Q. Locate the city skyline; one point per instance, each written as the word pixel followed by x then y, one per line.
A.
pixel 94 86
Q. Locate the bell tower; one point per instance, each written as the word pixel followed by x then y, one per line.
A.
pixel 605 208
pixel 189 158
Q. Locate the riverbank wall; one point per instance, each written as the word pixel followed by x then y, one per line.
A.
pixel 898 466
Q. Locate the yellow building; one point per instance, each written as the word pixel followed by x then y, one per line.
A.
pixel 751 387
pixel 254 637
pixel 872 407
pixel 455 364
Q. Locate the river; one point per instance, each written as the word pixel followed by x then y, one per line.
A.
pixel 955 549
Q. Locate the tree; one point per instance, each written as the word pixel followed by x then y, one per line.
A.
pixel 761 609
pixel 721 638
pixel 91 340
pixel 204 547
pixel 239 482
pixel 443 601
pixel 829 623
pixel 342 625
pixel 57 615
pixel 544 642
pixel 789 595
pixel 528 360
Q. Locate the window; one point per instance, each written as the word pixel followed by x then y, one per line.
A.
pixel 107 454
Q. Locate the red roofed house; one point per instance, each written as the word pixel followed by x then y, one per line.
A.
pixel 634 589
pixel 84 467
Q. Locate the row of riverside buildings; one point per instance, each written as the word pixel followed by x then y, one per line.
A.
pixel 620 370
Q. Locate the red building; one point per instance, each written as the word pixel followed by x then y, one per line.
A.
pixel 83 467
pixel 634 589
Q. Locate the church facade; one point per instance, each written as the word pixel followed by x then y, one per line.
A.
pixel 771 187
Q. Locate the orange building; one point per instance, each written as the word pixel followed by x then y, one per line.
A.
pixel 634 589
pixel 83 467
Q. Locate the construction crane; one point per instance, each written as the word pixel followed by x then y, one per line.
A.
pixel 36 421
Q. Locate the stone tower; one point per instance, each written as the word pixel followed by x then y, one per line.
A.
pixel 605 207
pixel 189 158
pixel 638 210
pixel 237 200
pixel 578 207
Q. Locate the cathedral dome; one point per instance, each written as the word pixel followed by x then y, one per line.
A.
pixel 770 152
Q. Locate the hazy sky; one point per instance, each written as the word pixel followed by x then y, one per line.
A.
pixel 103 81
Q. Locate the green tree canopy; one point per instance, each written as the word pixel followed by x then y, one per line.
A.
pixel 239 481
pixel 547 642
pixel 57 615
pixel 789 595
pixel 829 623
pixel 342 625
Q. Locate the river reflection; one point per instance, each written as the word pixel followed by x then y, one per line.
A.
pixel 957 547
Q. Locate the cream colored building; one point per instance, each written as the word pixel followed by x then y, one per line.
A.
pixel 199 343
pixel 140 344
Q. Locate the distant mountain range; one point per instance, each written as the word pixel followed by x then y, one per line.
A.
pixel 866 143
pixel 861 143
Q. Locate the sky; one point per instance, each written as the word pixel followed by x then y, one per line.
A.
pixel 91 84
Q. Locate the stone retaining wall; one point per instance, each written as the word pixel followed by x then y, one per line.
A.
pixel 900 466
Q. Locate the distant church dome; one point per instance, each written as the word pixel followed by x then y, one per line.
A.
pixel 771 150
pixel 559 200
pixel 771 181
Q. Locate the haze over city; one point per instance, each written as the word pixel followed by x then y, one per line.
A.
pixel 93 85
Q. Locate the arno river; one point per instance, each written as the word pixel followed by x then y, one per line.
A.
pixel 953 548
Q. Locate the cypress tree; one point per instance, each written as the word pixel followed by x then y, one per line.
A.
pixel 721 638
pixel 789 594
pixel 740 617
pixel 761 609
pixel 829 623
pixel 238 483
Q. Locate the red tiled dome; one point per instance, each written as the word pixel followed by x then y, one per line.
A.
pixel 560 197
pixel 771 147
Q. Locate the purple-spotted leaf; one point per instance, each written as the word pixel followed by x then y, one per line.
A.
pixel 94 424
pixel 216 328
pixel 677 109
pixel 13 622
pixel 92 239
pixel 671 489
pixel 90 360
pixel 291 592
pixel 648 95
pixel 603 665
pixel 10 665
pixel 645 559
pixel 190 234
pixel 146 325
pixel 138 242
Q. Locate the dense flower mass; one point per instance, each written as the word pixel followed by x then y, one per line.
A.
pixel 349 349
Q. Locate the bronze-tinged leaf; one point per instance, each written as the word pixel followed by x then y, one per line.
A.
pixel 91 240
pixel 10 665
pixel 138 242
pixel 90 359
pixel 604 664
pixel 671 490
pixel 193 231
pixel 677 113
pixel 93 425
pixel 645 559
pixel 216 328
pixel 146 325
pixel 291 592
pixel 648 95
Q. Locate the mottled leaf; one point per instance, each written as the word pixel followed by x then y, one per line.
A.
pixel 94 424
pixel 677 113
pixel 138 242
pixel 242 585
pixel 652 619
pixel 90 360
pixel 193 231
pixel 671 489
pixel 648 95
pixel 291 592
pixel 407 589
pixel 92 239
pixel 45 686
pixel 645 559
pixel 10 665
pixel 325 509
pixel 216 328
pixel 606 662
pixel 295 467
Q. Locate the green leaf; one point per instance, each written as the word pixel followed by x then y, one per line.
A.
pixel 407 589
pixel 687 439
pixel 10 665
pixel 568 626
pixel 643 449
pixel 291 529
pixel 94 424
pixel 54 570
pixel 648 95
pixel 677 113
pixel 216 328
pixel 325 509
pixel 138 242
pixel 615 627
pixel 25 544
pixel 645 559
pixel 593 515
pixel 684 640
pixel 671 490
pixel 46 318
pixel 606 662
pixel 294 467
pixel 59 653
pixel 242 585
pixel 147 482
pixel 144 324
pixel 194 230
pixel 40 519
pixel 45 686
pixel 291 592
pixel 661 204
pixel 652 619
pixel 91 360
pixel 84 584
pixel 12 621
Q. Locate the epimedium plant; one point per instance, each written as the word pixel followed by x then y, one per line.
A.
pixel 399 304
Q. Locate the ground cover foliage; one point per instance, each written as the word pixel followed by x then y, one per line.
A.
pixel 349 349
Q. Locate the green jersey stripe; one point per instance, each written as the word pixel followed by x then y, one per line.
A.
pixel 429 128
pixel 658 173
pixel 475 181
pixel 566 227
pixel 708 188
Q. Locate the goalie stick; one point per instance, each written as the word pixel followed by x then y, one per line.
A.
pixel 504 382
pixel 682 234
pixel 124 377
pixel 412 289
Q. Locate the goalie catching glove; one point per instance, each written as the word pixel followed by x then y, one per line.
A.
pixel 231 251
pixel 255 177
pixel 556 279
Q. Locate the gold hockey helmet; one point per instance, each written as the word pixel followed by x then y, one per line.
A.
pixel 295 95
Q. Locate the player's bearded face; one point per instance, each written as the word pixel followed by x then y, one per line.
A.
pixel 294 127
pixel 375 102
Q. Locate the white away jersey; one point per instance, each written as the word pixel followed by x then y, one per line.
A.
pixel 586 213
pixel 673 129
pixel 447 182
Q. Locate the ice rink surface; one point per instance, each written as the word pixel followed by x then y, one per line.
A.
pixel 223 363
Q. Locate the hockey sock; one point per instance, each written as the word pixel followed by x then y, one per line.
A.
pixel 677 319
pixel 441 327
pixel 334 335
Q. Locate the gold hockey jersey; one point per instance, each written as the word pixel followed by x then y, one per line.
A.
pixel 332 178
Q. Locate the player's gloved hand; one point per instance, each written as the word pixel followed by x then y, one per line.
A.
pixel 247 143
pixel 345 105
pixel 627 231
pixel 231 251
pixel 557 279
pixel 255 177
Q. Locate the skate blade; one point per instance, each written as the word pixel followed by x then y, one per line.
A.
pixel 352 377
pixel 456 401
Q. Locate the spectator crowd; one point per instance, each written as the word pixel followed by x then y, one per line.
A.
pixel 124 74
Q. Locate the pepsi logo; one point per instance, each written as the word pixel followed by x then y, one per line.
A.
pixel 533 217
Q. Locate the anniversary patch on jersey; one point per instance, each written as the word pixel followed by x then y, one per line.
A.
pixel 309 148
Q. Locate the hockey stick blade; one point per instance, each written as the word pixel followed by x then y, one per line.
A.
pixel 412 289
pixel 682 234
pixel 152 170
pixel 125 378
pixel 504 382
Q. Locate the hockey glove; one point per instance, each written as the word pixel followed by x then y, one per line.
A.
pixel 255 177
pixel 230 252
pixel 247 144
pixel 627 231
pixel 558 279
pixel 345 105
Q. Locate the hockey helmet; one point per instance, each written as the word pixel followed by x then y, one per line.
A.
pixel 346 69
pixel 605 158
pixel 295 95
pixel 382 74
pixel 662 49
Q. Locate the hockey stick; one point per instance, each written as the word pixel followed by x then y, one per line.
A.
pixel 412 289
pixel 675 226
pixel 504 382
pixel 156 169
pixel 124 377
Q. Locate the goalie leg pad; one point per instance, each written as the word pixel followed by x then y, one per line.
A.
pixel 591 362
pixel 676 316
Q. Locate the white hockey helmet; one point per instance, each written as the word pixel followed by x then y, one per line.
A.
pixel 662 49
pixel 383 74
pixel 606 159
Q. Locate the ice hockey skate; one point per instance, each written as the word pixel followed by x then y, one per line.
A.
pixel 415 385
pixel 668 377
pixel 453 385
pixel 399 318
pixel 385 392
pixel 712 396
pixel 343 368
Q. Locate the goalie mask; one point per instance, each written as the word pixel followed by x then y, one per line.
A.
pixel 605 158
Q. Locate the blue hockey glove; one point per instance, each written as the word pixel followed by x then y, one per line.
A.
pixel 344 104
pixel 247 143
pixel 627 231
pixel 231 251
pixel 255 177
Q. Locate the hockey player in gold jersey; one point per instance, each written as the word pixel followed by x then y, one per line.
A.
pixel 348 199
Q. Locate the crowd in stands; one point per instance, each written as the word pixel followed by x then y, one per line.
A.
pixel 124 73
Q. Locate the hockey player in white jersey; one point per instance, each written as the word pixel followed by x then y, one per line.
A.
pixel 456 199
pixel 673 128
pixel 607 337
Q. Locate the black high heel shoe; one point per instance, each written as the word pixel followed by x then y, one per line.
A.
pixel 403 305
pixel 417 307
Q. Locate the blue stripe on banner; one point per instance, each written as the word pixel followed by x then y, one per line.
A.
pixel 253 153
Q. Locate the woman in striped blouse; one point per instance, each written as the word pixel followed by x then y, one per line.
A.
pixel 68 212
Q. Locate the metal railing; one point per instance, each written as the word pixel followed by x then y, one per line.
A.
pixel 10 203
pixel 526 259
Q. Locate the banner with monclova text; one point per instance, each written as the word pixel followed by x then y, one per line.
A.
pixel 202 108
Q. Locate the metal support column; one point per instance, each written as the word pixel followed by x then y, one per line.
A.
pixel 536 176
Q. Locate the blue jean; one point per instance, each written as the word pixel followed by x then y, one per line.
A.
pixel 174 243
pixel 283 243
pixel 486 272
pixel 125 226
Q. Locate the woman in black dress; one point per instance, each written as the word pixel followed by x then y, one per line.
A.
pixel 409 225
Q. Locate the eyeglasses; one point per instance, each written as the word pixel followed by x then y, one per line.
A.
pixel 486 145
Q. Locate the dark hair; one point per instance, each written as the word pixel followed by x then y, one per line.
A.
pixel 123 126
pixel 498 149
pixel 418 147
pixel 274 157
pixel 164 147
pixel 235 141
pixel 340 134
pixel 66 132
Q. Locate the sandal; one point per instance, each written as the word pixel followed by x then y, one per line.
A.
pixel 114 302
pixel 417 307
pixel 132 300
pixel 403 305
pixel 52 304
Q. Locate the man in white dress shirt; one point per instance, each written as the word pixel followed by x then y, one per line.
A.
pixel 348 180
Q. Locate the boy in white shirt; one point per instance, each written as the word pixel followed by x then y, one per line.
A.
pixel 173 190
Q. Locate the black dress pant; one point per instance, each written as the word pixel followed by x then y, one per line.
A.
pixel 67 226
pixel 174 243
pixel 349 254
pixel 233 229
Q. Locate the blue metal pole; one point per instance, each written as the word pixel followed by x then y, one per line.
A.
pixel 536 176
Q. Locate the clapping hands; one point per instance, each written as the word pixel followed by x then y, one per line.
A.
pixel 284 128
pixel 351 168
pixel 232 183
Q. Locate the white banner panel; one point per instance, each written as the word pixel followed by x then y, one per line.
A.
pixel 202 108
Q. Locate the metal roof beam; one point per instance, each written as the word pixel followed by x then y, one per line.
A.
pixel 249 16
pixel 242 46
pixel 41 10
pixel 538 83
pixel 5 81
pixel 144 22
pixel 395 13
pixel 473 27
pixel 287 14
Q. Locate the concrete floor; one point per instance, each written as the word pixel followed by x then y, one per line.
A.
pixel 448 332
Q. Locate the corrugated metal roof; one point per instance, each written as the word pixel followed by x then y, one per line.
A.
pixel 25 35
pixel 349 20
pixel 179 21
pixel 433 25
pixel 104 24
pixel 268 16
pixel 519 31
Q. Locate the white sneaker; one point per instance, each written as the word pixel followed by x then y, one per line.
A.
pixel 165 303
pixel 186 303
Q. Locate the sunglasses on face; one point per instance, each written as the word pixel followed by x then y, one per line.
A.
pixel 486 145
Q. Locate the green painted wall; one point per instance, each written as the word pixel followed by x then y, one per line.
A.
=-=-=
▸ **Try it**: Reproduce exactly the lines above from the line with "Q. Locate the stone retaining" to the line with "Q. Locate the cypress", including both, and add nothing.

▸ **Solution**:
Q. Locate the stone retaining wall; one point per instance, each written as the word pixel followed by x then y, one per line.
A.
pixel 900 466
Q. Locate the distant church dome; one point per instance, each written as the word pixel followed by x then y, one per line.
A.
pixel 771 150
pixel 559 200
pixel 771 181
Q. Locate the haze over city; one point per instance, each written as the word pixel followed by x then y, one per line.
A.
pixel 93 85
Q. Locate the arno river; one point per instance, each written as the word pixel followed by x then y, one per line.
A.
pixel 953 548
Q. Locate the cypress tree; one point per instance, each written as the word pixel followed by x then y, one per line.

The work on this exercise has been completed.